## Information

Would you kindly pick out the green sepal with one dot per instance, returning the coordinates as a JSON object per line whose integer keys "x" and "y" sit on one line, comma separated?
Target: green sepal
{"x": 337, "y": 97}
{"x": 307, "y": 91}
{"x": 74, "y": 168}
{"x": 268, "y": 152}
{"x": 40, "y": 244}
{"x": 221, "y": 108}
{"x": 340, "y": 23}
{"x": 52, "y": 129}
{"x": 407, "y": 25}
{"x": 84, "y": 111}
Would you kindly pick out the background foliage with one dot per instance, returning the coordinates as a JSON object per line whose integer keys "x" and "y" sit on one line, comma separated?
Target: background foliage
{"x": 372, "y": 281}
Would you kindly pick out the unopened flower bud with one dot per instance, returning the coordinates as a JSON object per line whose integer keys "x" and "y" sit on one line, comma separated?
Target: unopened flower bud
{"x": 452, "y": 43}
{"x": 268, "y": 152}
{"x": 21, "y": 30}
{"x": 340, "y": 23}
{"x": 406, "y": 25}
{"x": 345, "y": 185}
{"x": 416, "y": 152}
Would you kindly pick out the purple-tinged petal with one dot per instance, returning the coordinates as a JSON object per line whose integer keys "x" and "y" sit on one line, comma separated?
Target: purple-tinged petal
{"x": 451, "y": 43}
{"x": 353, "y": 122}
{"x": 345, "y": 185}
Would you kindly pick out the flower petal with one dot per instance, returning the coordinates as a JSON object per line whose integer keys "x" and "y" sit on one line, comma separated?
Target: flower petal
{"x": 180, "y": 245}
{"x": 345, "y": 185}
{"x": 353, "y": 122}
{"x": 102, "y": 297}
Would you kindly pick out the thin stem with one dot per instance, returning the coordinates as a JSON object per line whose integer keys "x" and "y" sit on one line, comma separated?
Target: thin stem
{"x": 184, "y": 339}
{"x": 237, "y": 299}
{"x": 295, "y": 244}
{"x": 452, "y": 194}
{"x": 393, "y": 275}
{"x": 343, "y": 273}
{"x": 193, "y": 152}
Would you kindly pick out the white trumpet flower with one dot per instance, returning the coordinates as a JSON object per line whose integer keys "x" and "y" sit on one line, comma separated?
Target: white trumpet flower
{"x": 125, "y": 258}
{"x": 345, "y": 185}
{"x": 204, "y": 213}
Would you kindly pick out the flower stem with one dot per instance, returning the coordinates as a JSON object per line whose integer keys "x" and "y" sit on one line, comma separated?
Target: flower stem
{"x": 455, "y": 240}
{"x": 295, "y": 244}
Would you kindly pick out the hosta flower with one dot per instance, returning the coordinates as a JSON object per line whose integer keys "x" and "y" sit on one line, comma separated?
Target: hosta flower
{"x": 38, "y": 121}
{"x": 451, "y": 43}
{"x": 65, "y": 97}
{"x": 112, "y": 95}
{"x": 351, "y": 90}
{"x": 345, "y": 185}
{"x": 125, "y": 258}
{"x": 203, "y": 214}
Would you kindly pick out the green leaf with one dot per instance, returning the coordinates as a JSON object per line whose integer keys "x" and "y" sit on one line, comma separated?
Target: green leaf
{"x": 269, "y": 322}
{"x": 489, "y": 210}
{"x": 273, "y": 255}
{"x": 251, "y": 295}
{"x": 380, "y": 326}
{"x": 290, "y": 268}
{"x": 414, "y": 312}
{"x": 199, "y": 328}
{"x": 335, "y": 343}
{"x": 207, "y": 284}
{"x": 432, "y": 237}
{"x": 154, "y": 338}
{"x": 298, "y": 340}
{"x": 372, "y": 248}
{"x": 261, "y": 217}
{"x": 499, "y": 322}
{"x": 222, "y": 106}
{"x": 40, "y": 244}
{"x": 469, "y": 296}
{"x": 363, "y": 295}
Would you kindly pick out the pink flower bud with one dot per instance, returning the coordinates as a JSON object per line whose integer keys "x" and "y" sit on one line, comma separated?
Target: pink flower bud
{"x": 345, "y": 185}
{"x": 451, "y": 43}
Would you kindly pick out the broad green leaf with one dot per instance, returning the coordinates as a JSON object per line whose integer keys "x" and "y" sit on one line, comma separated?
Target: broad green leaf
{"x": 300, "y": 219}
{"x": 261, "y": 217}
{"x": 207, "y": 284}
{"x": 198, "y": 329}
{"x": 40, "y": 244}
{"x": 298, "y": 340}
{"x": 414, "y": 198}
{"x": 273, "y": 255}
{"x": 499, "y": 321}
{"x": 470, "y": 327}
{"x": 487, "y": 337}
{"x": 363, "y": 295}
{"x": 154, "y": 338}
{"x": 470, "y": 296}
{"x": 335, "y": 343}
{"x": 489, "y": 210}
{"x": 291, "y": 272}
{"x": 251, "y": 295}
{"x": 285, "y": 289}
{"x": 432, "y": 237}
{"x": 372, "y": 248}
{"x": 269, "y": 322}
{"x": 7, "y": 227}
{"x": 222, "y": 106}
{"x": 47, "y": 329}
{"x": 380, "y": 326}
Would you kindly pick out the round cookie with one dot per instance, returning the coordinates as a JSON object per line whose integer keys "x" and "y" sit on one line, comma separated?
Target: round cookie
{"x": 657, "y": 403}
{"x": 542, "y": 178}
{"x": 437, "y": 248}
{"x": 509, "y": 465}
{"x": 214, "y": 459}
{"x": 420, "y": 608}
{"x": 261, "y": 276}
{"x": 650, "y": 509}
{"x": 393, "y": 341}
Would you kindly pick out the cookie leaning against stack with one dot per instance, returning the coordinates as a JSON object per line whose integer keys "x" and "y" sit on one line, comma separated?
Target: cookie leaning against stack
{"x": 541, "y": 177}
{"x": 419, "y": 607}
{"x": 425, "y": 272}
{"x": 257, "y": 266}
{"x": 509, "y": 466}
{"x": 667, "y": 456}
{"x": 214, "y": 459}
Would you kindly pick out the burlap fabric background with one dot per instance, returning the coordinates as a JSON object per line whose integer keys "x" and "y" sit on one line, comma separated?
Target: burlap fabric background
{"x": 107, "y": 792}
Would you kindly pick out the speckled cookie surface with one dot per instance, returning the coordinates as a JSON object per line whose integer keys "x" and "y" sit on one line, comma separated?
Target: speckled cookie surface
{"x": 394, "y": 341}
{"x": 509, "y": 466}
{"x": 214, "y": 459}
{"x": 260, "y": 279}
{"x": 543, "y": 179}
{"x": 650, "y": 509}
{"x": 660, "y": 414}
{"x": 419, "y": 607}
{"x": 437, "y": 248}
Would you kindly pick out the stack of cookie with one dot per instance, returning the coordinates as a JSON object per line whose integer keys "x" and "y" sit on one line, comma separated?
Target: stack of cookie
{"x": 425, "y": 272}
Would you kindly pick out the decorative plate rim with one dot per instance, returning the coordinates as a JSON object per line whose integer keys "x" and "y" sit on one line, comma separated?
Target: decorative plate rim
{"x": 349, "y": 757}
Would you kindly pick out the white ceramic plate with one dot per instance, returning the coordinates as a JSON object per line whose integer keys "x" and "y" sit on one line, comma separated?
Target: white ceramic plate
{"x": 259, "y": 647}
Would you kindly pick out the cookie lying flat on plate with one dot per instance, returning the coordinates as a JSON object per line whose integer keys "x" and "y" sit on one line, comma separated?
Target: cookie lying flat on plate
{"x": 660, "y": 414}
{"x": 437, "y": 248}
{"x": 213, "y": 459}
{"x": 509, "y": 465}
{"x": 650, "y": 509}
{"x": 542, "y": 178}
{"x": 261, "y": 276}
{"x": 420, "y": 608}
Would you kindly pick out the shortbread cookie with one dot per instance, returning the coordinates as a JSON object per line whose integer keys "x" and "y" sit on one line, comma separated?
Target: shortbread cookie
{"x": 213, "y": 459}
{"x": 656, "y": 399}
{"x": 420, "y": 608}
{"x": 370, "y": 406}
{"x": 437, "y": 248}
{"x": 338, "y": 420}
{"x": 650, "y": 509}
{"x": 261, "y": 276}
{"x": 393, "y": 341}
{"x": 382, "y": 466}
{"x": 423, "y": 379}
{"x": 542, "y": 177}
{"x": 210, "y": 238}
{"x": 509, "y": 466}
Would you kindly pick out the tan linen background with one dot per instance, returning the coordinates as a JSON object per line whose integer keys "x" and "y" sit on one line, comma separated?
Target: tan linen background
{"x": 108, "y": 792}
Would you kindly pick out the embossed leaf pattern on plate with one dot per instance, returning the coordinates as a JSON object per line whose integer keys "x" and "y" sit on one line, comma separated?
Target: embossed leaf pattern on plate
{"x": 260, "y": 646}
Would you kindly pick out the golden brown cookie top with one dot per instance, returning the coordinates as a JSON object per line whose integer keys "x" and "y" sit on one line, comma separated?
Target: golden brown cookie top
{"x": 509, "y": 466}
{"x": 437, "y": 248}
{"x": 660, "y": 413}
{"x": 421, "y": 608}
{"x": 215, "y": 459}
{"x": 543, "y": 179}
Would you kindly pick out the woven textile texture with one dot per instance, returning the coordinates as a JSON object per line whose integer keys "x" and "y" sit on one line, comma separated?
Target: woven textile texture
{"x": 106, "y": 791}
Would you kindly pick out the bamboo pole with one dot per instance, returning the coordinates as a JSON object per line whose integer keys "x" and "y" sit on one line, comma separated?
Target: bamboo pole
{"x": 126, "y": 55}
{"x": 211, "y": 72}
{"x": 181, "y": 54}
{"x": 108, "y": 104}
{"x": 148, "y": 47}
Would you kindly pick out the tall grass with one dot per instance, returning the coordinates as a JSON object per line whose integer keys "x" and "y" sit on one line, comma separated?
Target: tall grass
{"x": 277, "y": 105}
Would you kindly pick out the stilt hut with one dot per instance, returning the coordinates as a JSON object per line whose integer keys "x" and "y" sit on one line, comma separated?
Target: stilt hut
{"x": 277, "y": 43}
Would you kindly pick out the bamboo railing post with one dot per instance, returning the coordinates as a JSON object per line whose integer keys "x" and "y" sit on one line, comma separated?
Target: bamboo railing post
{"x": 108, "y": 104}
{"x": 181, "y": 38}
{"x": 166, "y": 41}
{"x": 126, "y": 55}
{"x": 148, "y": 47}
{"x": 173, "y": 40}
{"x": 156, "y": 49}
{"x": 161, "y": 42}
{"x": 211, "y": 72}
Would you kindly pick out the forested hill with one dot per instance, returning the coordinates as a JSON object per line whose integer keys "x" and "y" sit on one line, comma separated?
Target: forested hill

## What you should do
What you give back should be only the lines of the records above, starting at the line with "Target: purple-tinged petal" and ending at the line with "Would you kindly pick out the flower petal", restated word for word.

## Task response
Target: purple-tinged petal
{"x": 451, "y": 43}
{"x": 353, "y": 122}
{"x": 345, "y": 185}
Would you kindly pick out the flower petal with one dot per instance, returning the coordinates as a JSON object per line whose integer keys "x" and "y" sit on one line, comma separated?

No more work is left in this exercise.